Given passage →
241. "She Don't Care About Time" by The Byrds


LIGHTNING ROUND DAY 7.

Like a lot of Gene Clark songs, this one is damned near perfect. I've been drawn to it for almost as long as I've cared about music for reasons that have changed along with me, but it has never gotten tiresome to me, and I doubt that it ever will. The recording is an anomaly in the Lightning Round in that it features a overdub of a harmony vocal, which was just too easy to do in no time at all at the last minute. It's also pretty bad, but in the Lightning Round spirit I wasn't greatly inclined to fuss about it.

I first truly learned this song to perform as the toast at my friend Simon's wedding, and that's what you're looking at as the cover art. In my mind that event seems to be well before Miranda was born, but as I think about it I realize that it was in fact the very year she was born, and so this fits into my early "lullabye" phase of learning and singing songs; I believe that's because this wedding was toward the end of a phase where I performed toasts at a lot of my friends' weddings, and always did it in the form of a song. I was proud of having become the go-to guy for that kind of thing, and believed it said more about my ability to maintain and grow friendships than any true musical talent. Ironically and sadly, due to some atrocious decisions I made in the subsequent years (about which I can't do anything at this point, having already asked for forgiveness, and of which others who have not been ostracized as I have were guilty as well) if most of these weddings were to be held today, I wouldn't even be invited. If you're interested in hearing what a bastard that makes me feel like, you can listen to this, the opening track on the Skates & Rays LP, and understand that I wrote it primarily as an indictment of not just the general human capacity for self-delusion but specifically my own. I mention it primarily because either nobody really seems to have worked out what's going on in that song, or nobody has really even listened to it in more than passing, which is understandable, because they could be listening to awesome Gene Clark songs instead.

Problem statement → Rewrite the passage on "She Don't Care About Time" from "Like a lot of" up to and including "fuss about it.", changing "harmony vocal" to "backing vocal".

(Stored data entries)
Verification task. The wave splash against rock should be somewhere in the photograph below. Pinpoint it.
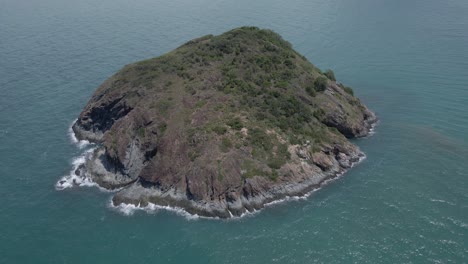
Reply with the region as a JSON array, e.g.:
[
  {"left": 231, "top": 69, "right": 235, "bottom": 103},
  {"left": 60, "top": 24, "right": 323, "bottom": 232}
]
[{"left": 58, "top": 27, "right": 376, "bottom": 218}]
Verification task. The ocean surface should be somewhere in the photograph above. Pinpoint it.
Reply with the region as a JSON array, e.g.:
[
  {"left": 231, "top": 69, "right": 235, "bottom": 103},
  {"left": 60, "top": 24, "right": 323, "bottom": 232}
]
[{"left": 0, "top": 0, "right": 468, "bottom": 263}]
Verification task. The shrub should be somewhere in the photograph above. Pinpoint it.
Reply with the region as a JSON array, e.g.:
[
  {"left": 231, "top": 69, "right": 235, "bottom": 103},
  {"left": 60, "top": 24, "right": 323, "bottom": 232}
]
[
  {"left": 221, "top": 138, "right": 232, "bottom": 152},
  {"left": 343, "top": 86, "right": 354, "bottom": 96},
  {"left": 314, "top": 76, "right": 328, "bottom": 92},
  {"left": 226, "top": 117, "right": 244, "bottom": 130},
  {"left": 324, "top": 70, "right": 336, "bottom": 82},
  {"left": 211, "top": 126, "right": 227, "bottom": 135},
  {"left": 306, "top": 86, "right": 317, "bottom": 97}
]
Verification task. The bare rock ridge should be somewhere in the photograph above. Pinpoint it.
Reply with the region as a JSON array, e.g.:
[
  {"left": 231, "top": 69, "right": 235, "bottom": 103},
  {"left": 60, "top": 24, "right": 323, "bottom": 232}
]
[{"left": 73, "top": 27, "right": 376, "bottom": 218}]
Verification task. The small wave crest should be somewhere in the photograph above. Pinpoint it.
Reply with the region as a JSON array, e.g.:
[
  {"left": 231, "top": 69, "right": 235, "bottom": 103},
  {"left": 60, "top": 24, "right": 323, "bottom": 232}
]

Result of this task →
Like a lot of Gene Clark songs, this one is damned near perfect. I've been drawn to it for almost as long as I've cared about music for reasons that have changed along with me, but it has never gotten tiresome to me, and I doubt that it ever will. The recording is an anomaly in the Lightning Round in that it features a overdub of a backing vocal, which was just too easy to do in no time at all at the last minute. It's also pretty bad, but in the Lightning Round spirit I wasn't greatly inclined to fuss about it.